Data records
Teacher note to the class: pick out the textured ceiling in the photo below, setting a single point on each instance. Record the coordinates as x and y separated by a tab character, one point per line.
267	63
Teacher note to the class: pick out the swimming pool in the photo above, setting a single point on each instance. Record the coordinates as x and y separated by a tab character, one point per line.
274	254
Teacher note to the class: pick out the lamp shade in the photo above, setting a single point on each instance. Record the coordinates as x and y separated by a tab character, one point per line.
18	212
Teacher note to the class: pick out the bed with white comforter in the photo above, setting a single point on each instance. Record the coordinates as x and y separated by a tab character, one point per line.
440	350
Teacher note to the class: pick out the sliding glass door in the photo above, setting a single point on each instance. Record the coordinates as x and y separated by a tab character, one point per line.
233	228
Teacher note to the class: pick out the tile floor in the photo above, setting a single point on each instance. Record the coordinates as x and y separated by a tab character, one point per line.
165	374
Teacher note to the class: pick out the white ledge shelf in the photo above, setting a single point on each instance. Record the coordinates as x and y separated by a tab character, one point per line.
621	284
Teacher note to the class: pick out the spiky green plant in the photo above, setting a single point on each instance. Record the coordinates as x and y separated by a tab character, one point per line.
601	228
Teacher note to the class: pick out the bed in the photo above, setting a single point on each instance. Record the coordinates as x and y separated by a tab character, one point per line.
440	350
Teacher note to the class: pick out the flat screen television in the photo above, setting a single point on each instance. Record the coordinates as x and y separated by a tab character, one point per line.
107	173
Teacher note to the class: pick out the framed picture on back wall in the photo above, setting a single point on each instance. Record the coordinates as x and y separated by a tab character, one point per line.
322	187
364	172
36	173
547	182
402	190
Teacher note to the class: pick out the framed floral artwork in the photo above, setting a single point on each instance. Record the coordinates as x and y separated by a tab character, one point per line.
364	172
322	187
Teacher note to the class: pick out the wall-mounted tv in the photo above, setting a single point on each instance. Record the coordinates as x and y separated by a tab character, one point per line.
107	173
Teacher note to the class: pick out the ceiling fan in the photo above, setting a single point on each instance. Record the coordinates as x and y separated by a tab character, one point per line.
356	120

Problem details
Please output every line of the entries above as a JSON list of strings, one string per line, leaving out blank lines.

Result below
[
  "Teacher note to the class: pick out the textured ceiling in the photo below, setting a single point on each instance. Record the coordinates as x and y separated by a tab character, one point per line.",
  "267\t63",
  "Teacher note to the class: pick out the swimming pool in the photo above, setting a single point on each instance. Record the coordinates as x and y separated by a tab character, one point per line.",
  "274\t254",
  "Teacher note to the class: pick out the lamp shade in the photo above, setting a single point on each instance. Record the coordinates as x and y separated by a tab character, one point per line.",
  "18\t212",
  "Teacher note to the class: pick out the bed with white comforter in the photo above, setting a single point on each instance. Record the coordinates as x and y separated by a tab character, one point per line.",
  "440\t350",
  "Teacher note to the class: pick out the sliding glass door in the photo above, setting a single point on each instance. Record the coordinates as x and y separated by a tab character, one point per line.",
  "233\t228",
  "Teacher note to the class: pick out the tile floor in the photo above, setting a single point on each instance. Record the coordinates as x and y separated by a tab character, one point per line.",
  "165\t374",
  "Teacher note to the class: pick out the white ledge shelf in the photo above, setting a single point on each instance. Record the coordinates as x and y separated by a tab character, one point per line.",
  "621\t284",
  "Teacher note to the class: pick out the spiky green plant in the photo above, setting a single point on each instance. Record the coordinates as x and y separated by a tab character, one point per line.",
  "601\t228",
  "Teacher note to the class: pick out the bed in the photo above, setting a single point on each instance. Record the coordinates as x and y separated by a tab character, one point per line.",
  "440\t350",
  "Teacher note to the class: pick out the flat screen television in the photo above, setting a single point on each instance. Record the coordinates as x and y separated by a tab character, one point per line.",
  "107\t173",
  "Teacher note to the class: pick out the framed picture on back wall in the photo above, setting a single point on each instance. Record the coordinates as x and y separated by a tab character, one point per line.",
  "322\t187",
  "364\t172",
  "36\t173",
  "547\t182",
  "402\t190",
  "Teacher note to the class: pick out the framed floral artwork in the photo above, setting a single point on each instance. Record the coordinates as x and y separated by a tab character, one point per line.",
  "364\t172",
  "322\t187",
  "Teacher note to the class: pick out the wall-mounted tv in the photo above, setting a single point on each instance. Record the coordinates as x and y separated by a tab character, one point per line.",
  "107\t173",
  "Teacher note to the class: pick out the ceiling fan in the photo above, setting a single point on each instance. Record the coordinates as x and y separated by a tab character, one point per line.",
  "356\t120"
]